WHAT YOU SHOULD DO.
Your task is to repeat the entries underneath exactly, minus the pictures.

◇ ◇ ◇ ◇

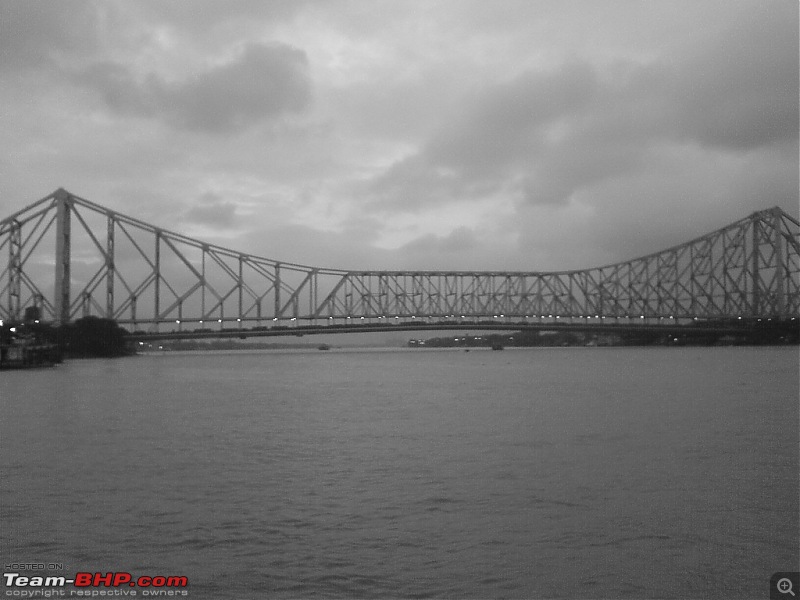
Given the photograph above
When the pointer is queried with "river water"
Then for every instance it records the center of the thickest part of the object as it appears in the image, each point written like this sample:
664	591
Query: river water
528	473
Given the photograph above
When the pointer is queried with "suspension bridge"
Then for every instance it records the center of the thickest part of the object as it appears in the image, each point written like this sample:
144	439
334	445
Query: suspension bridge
70	258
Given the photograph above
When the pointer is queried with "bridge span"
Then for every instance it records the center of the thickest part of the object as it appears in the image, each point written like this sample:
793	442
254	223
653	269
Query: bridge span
69	258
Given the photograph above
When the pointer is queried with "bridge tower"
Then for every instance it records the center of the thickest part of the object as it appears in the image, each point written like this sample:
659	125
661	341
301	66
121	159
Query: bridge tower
62	271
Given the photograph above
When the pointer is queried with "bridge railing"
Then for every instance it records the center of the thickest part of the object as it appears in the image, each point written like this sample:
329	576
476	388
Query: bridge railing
71	257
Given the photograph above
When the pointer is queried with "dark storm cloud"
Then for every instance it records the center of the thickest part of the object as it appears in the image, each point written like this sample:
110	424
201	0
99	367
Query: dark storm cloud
545	135
212	210
32	32
264	81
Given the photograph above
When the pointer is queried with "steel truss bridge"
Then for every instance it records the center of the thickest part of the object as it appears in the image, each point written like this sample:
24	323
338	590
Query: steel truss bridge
72	258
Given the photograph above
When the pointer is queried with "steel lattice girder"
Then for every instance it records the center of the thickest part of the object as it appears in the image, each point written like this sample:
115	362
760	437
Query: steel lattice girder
112	265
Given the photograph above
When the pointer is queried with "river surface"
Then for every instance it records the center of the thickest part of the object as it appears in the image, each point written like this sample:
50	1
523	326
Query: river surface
528	473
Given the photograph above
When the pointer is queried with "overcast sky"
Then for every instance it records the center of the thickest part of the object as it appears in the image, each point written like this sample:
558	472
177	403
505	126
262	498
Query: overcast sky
407	134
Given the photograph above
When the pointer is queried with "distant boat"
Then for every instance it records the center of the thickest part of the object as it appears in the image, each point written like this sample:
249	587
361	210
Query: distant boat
25	354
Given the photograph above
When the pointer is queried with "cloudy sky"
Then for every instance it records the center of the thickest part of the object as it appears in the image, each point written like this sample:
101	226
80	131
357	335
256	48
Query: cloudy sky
407	134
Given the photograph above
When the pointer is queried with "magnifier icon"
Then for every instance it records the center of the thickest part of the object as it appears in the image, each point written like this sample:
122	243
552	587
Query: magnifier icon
785	586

◇ ◇ ◇ ◇

RESULT OF THIS TASK.
Given the photograph above
When the pointer is queried with "river water"
Then for every instance it records the center of the thickest part of the object as it appears in the image, each point written like this sample:
664	591
Query: river water
528	473
Given the photograph above
When the pointer is queried with "suspension bridge"
Then for every instance it records the center of the thickest part of the object as it appears in the image, each point written like this sample:
144	439
334	445
Query: suspension bridge
70	258
Given the photograph above
When the pointer is queried with "bridge span"
Then for every instance it records the center of the thickest part of the object as it appears in the image, each point written like this sample:
793	442
254	223
653	269
Query: bridge span
69	258
Given the photograph above
When the pointer is queried with "bridge tower"
Then for every instance it records the center of the thickest part of the object as it appears in the image, each point written like this sample:
659	125
661	341
301	66
121	159
Query: bridge tower
62	271
Given the photograph above
When the pointer is queried with "bridge railing"
Then for every instance it records the center of the thickest part of the object as it appears in the image, each point written like this sample:
329	576
476	388
Query: bridge railing
71	257
Given the photograph above
When the pointer is queried with "dark storm cloud"
Then for every instance it records the center of the thickest part of the object as it appears in the image, each point written like this sample:
110	424
201	0
99	367
Query: dark storm cloud
545	135
212	210
32	32
264	81
Given the photograph above
When the pointer is queried with "steel truss bridge"
Then for every instance it records the center of the thickest part of the object as it appears in the image, each point written like this sample:
24	323
338	590
Query: steel truss bridge
72	258
Given the photograph above
When the pointer is queried with "steel lattice girder"
Then for every instance it records the center of the thickest part of the object as it appears in the image, each point written like this sample:
115	362
760	437
Query: steel lattice girder
112	265
Given the photograph above
When the pointer is queried with "river surface"
Then for every instance it records the center of the thickest part of the object as it appears in the image, each point written like this sample:
50	1
523	326
Query: river surface
528	473
Given the photograph above
When the pointer is queried with "overcast sky"
Then for every instance it records the center of the thickest part of the object as it appears in the image, each point written like this sample:
558	472
177	403
505	126
262	498
Query: overcast sky
407	134
Given the photograph above
When the pointer is queried with "distant boat"
Then for every instance it records the center of the thickest part of the object as it appears in the image, each point written like this sample:
249	587
361	210
Query: distant boat
25	354
Given the photograph above
When the pointer is queried with "cloudy sky"
Then for every instance it records the center of the thickest part of the object as it appears in the image, each point written like this sample:
101	226
80	131
357	335
256	48
Query: cloudy sky
407	134
Given the photograph above
When the pointer is queried with "magnifier icon"
Then for every instance it records the center of the thickest part of the object as it appears in the image, each point written like this sample:
122	243
552	587
Query: magnifier icon
785	586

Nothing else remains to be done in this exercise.